### Required work
(1) List the organizations that the statement on youth e-cigarette use names as providing research and support for the study on e-cigarette sales.
(2) Rewrite the passage of the statement on youth e-cigarette use from "Simply put, we" up to and including "This is Quitting.", replacing "epidemic" with "crisis".
(3) According to the NYTS numbers in the statement on youth e-cigarette use, what percentage of America's high school students continue to use e-cigarettes?

### Excerpt provided
------------

With the e-cigarette application deadline today, the FDA and Administration have a window of opportunity to accelerate progress by clearing the market of all flavors in all product types unless and until they are proven to not put young American's health at risk. The only way to stop the appeal of e-cigarettes to kids is to get rid of all flavors full stop and to end “cherry picking” by individual flavors, device type or any other criteria that kids and more importantly the industry will find the loophole to exploit.
Taken together, the 2020 National Youth Tobacco Survey (NYTS) and the new e-cigarette sales data report illustrate how the current federal policy enabled youth to quickly migrate to menthol e-cigarettes (especially JUUL menthol pods) when mint-flavored products were removed from the marketplace, and for inexpensive, flavored disposable e-cigarettes such as Puff Bar to soar in popularity. With kid magnet names like cotton candy and banana ice, the market share of disposable products nearly doubled in just 10 months from August 2019 to May 2020. Likewise, during this same period, pre-filled cartridge sales known as pods that were menthol increased from 10.7% to a whopping 61.8%, completely replacing sales of mint-flavored cartridges which fell from 47.6% to 0.3%.
Today’s NYTS numbers show 19.6% of America’s high school students continue to use e-cigarettes, nearly forty percent of whom (38.9%) do so on a regular basis. Concerns about the nation’s youth vaping crisis continue to mount as the evidence base grows. A new Truth Initiative study on the association between e-cigarette use and future combustible cigarette use published in Addictive Behaviors in August 2020 finds young people between 15-27 who had ever used e-cigarettes in 2018 had 7X higher odds of ever using cigarettes and 8X higher odds of currently using cigarettes one year later in 2019, compared with those who had never used an e-cigarette. According to research from the Stanford University School of Medicine, young people who reported ever using e-cigarettes were up to five times more likely to test positive with COVID-19 compared to their non-vaping peers. Those who reported both e-cigarette and cigarette use in the past 30 days were nearly seven times more likely to receive a positive test result and were also almost five times more likely to experience COVID-19-related symptoms compared to those who had never vaped or smoked.
Simply put, we cannot and should not be satisfied with policies that are currently in place if we want to end this epidemic before a significant portion of our youth become addicted to nicotine for life. The youth e-cigarette epidemic should have never happened in the first place. Now, we must use these important data to reverse it as rapidly as possible. For its part, Truth Initiative continues to combat the youth e-cigarette epidemic head-on with its proven-effective truth anti-vaping education and prevention national campaign, evidenced-based research, youth activism, and its first-of-its kind text-based quit program, This is Quitting.
The study on e-cigarette sales was published in the CDC’s Morbidity and Mortality Weekly Report with research and support from the Centers for Disease Control and Prevention, Truth Initiative, CDC Foundation, and Bloomberg Philanthropies. The data are from Information Resources, Inc., which includes data from convenience stores, gas stations, grocery stores, drug stores/pharmacies, mass merchandiser outlets, retail store chains, club stores, dollar stores, and military sales. Sales from the internet and tobacco-specialty stores, including vape shops, are not included.

------------

### Extracted entries

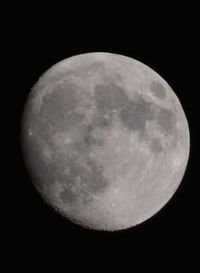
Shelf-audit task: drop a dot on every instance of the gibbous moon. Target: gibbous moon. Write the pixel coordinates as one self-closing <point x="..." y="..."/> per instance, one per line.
<point x="105" y="140"/>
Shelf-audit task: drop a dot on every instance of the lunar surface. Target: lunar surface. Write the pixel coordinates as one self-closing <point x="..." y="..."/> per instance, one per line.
<point x="105" y="140"/>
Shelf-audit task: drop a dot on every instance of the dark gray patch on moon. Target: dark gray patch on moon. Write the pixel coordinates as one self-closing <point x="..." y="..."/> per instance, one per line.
<point x="166" y="120"/>
<point x="158" y="89"/>
<point x="68" y="196"/>
<point x="109" y="96"/>
<point x="135" y="114"/>
<point x="58" y="109"/>
<point x="156" y="146"/>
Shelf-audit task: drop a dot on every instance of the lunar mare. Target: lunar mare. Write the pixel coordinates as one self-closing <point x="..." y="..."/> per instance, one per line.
<point x="105" y="140"/>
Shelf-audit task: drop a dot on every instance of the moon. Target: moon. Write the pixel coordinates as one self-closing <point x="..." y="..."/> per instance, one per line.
<point x="105" y="140"/>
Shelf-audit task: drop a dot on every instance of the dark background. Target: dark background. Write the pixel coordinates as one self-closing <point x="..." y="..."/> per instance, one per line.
<point x="164" y="39"/>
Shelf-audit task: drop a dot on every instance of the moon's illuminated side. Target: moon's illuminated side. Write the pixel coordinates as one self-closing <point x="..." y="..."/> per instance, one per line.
<point x="105" y="140"/>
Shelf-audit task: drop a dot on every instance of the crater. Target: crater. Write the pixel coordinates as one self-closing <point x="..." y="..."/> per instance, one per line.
<point x="158" y="89"/>
<point x="135" y="114"/>
<point x="156" y="146"/>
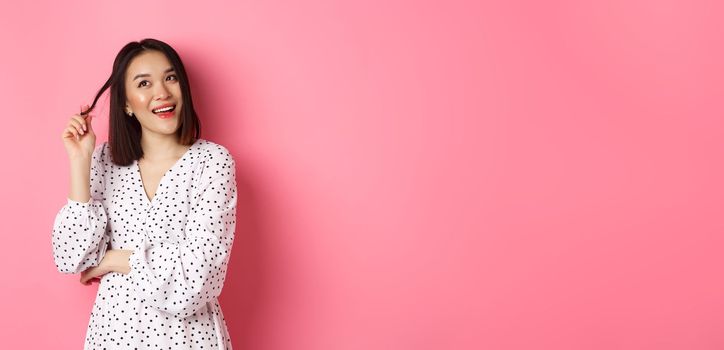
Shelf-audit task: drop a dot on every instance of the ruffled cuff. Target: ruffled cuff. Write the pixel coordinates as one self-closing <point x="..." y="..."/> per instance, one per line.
<point x="79" y="205"/>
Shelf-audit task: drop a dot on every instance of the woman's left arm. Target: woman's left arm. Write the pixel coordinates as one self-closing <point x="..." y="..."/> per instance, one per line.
<point x="114" y="260"/>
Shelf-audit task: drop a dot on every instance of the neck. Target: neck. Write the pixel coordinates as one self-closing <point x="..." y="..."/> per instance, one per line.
<point x="161" y="147"/>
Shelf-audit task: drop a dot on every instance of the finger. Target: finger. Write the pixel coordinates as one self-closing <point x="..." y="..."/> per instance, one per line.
<point x="78" y="125"/>
<point x="81" y="120"/>
<point x="71" y="132"/>
<point x="89" y="125"/>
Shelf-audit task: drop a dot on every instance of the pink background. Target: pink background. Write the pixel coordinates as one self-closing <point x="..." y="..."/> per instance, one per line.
<point x="413" y="174"/>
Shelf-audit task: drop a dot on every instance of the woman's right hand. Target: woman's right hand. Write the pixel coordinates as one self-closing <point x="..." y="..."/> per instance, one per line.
<point x="78" y="137"/>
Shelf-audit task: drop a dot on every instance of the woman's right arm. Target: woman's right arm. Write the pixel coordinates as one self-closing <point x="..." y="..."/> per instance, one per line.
<point x="79" y="230"/>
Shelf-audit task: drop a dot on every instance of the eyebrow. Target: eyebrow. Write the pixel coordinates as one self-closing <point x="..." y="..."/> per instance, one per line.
<point x="148" y="75"/>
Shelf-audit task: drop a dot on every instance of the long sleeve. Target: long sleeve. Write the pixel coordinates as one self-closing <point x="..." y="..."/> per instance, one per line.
<point x="79" y="234"/>
<point x="180" y="277"/>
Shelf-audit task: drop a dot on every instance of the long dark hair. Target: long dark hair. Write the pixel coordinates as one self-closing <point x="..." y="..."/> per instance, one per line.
<point x="124" y="132"/>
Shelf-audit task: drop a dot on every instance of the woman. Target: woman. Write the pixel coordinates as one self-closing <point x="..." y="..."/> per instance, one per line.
<point x="151" y="213"/>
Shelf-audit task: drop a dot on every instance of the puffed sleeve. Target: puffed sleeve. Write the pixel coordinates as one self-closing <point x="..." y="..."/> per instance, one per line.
<point x="80" y="238"/>
<point x="181" y="277"/>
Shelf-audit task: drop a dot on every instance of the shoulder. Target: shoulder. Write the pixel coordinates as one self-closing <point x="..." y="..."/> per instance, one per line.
<point x="212" y="152"/>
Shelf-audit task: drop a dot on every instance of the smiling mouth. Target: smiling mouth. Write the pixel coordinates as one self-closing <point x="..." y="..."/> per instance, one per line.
<point x="164" y="110"/>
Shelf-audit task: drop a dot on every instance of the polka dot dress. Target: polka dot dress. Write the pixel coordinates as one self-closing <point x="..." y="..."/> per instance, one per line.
<point x="181" y="241"/>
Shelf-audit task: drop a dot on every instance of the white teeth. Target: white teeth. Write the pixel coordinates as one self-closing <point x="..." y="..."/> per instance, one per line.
<point x="165" y="109"/>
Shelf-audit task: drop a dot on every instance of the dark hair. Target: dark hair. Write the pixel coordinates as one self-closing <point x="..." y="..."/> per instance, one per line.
<point x="124" y="132"/>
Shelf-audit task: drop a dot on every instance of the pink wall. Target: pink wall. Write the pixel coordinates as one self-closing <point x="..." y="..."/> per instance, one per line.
<point x="414" y="174"/>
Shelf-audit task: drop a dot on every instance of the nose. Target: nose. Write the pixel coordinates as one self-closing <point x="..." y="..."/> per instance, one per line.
<point x="161" y="92"/>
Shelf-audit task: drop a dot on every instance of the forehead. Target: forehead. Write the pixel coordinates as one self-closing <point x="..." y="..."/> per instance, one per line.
<point x="149" y="62"/>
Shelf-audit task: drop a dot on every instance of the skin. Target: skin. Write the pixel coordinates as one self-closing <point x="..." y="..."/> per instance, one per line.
<point x="160" y="144"/>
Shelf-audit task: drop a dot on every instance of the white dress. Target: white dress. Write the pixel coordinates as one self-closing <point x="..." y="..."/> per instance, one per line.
<point x="181" y="242"/>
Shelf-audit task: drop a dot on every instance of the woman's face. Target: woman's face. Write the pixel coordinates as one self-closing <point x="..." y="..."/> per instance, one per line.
<point x="151" y="83"/>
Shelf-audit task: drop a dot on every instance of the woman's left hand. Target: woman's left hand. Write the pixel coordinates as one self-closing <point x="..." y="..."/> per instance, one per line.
<point x="93" y="274"/>
<point x="115" y="260"/>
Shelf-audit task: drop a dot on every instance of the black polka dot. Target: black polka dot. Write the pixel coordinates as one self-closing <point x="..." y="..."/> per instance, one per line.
<point x="181" y="241"/>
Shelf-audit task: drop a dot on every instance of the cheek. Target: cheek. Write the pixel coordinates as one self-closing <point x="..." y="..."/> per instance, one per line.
<point x="137" y="98"/>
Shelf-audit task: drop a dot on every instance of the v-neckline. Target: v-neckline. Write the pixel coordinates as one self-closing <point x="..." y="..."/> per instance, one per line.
<point x="149" y="201"/>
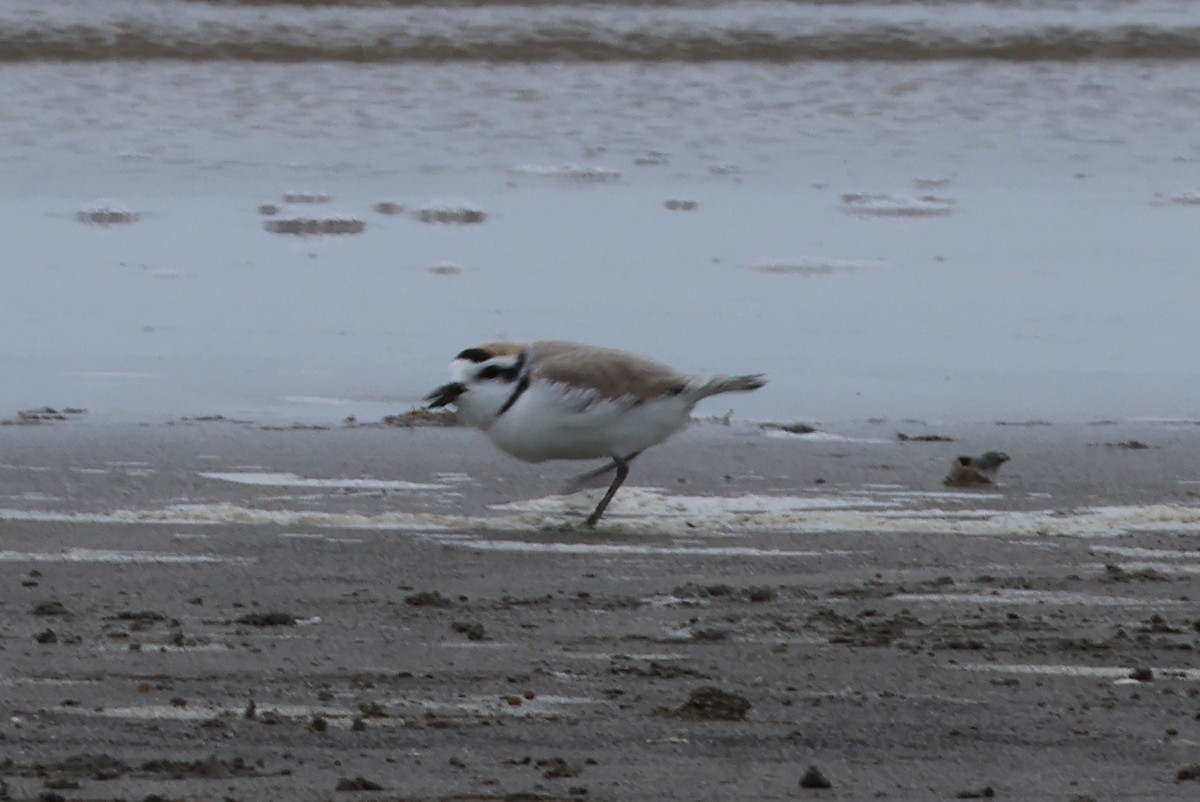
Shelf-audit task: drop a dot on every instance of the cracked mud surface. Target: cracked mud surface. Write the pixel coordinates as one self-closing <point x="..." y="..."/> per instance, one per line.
<point x="379" y="665"/>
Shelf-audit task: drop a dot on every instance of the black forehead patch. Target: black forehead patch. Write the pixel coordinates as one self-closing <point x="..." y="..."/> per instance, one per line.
<point x="475" y="354"/>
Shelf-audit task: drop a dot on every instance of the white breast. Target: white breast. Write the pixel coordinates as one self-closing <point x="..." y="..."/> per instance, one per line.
<point x="551" y="422"/>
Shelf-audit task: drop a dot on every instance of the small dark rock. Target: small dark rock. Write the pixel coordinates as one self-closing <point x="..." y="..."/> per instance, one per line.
<point x="814" y="778"/>
<point x="472" y="629"/>
<point x="51" y="609"/>
<point x="557" y="768"/>
<point x="358" y="784"/>
<point x="268" y="620"/>
<point x="711" y="704"/>
<point x="760" y="594"/>
<point x="427" y="599"/>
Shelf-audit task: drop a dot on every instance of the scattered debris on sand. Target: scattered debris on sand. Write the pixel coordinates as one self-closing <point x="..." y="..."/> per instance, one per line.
<point x="389" y="208"/>
<point x="43" y="416"/>
<point x="427" y="599"/>
<point x="451" y="210"/>
<point x="306" y="197"/>
<point x="813" y="777"/>
<point x="107" y="213"/>
<point x="923" y="438"/>
<point x="311" y="226"/>
<point x="421" y="417"/>
<point x="791" y="429"/>
<point x="268" y="620"/>
<point x="711" y="704"/>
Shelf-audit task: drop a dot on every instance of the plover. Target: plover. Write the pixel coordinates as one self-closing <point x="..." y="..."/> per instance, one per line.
<point x="982" y="470"/>
<point x="568" y="401"/>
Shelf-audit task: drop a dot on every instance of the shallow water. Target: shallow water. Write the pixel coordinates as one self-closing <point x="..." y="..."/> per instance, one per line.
<point x="949" y="234"/>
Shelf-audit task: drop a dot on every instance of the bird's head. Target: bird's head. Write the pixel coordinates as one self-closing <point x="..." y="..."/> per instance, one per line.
<point x="991" y="460"/>
<point x="483" y="381"/>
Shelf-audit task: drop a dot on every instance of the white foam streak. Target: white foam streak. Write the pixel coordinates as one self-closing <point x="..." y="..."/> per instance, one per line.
<point x="639" y="510"/>
<point x="111" y="556"/>
<point x="293" y="480"/>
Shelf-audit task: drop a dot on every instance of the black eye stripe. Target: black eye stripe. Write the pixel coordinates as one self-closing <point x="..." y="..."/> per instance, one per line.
<point x="475" y="354"/>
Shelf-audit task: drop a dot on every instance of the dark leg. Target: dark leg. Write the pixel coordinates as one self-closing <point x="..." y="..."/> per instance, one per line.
<point x="622" y="467"/>
<point x="579" y="482"/>
<point x="576" y="483"/>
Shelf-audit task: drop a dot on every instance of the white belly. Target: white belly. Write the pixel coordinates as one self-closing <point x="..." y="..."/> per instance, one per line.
<point x="546" y="425"/>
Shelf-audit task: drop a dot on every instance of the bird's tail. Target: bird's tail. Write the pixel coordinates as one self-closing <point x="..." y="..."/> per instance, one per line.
<point x="719" y="384"/>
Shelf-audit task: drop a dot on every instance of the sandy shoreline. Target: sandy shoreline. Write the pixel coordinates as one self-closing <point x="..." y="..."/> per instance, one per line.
<point x="484" y="662"/>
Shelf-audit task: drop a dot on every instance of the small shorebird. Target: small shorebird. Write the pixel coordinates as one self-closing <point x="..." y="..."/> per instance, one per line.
<point x="568" y="401"/>
<point x="975" y="470"/>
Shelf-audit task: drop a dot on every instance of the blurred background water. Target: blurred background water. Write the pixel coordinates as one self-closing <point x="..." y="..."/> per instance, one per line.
<point x="940" y="210"/>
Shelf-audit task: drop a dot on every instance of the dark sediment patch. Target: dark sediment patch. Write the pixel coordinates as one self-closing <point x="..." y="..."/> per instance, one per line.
<point x="43" y="416"/>
<point x="306" y="197"/>
<point x="462" y="213"/>
<point x="923" y="438"/>
<point x="887" y="205"/>
<point x="423" y="418"/>
<point x="791" y="429"/>
<point x="389" y="208"/>
<point x="107" y="214"/>
<point x="304" y="226"/>
<point x="268" y="620"/>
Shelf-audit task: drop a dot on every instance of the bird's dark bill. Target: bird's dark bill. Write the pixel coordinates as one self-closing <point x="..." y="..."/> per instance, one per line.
<point x="445" y="394"/>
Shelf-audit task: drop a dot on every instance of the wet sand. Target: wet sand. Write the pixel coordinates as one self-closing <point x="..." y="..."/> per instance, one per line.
<point x="163" y="634"/>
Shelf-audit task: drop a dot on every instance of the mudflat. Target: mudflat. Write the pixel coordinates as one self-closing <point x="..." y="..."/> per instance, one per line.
<point x="210" y="610"/>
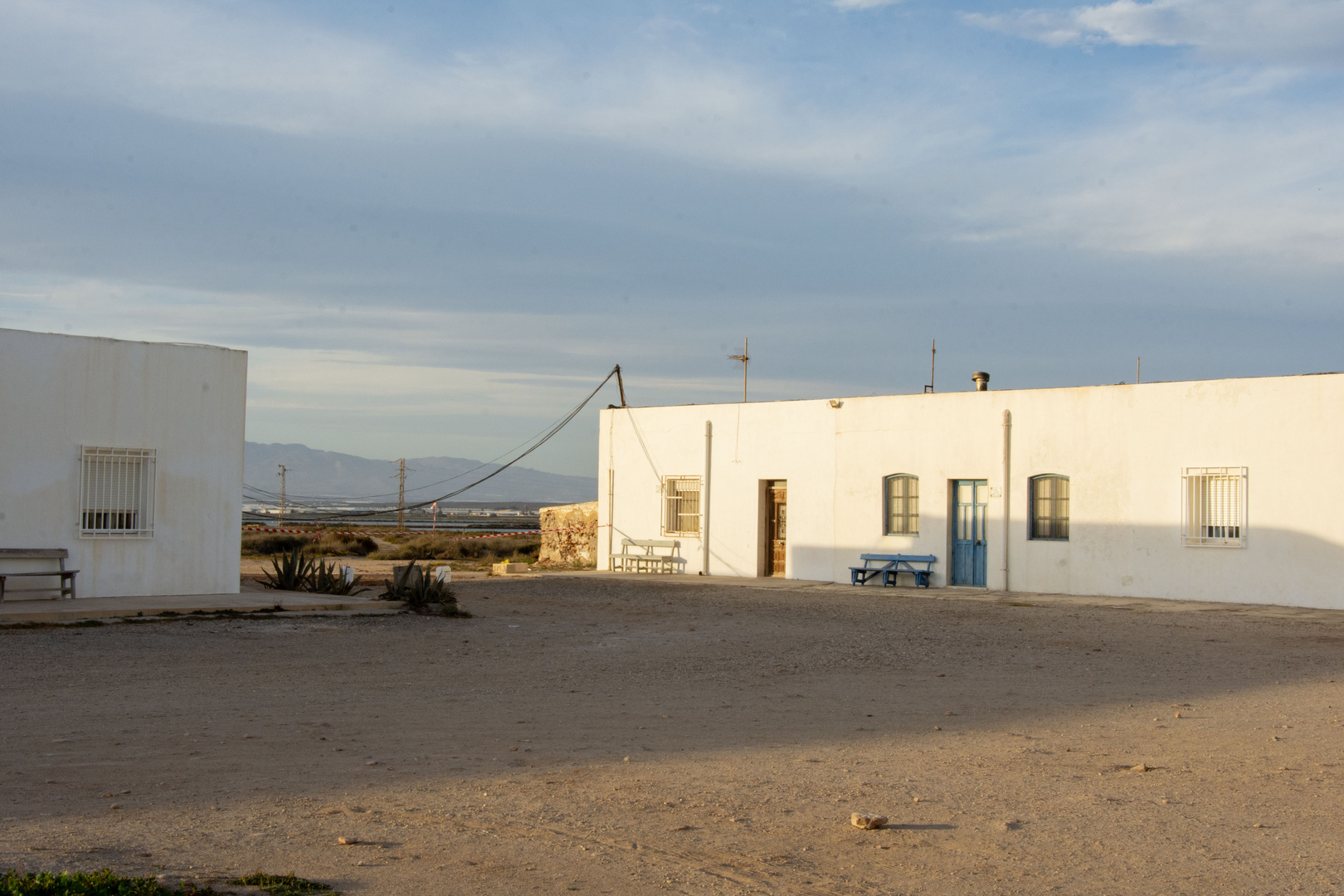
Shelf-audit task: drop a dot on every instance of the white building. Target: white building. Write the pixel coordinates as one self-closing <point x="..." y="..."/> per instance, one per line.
<point x="127" y="455"/>
<point x="1209" y="490"/>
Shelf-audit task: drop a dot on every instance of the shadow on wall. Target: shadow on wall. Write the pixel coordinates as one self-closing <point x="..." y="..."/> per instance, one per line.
<point x="1276" y="566"/>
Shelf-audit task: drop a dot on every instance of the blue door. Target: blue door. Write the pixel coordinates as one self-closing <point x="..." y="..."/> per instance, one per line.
<point x="968" y="543"/>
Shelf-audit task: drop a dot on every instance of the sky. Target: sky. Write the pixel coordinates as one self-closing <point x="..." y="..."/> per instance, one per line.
<point x="436" y="226"/>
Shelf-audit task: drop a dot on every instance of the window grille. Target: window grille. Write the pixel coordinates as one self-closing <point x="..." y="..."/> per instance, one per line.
<point x="1050" y="508"/>
<point x="1214" y="507"/>
<point x="902" y="504"/>
<point x="682" y="505"/>
<point x="116" y="494"/>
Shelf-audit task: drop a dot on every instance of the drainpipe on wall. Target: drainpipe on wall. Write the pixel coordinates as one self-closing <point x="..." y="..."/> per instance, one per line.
<point x="704" y="499"/>
<point x="1007" y="484"/>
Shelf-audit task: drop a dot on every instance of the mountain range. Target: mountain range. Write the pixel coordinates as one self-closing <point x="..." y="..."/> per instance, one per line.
<point x="329" y="475"/>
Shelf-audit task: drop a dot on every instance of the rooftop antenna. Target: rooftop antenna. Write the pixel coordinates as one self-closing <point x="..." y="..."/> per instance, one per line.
<point x="743" y="358"/>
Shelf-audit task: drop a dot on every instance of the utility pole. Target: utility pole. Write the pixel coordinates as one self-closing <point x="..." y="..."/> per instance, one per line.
<point x="281" y="494"/>
<point x="743" y="358"/>
<point x="401" y="494"/>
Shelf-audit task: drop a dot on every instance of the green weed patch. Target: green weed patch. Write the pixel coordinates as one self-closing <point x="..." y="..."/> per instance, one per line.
<point x="102" y="883"/>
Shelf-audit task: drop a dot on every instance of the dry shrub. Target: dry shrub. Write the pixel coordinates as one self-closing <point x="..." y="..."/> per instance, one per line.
<point x="440" y="547"/>
<point x="264" y="544"/>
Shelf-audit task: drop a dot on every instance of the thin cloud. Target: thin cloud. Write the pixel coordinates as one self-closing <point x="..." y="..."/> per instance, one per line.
<point x="1281" y="32"/>
<point x="862" y="4"/>
<point x="268" y="71"/>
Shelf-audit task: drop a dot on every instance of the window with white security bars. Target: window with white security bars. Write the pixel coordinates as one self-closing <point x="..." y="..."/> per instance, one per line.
<point x="1214" y="507"/>
<point x="682" y="505"/>
<point x="116" y="494"/>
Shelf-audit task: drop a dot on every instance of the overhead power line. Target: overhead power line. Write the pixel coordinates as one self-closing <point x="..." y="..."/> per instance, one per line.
<point x="546" y="437"/>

------------

### Responses for each task
(1)
- Centers for Disease Control and Prevention
- Truth Initiative
- CDC Foundation
- Bloomberg Philanthropies

(2)
Simply put, we cannot and should not be satisfied with policies that are currently in place if we want to end this crisis before a significant portion of our youth become addicted to nicotine for life. The youth e-cigarette crisis should have never happened in the first place. Now, we must use these important data to reverse it as rapidly as possible. For its part, Truth Initiative continues to combat the youth e-cigarette crisis head-on with its proven-effective truth anti-vaping education and prevention national campaign, evidenced-based research, youth activism, and its first-of-its kind text-based quit program, This is Quitting.

(3) 19.6%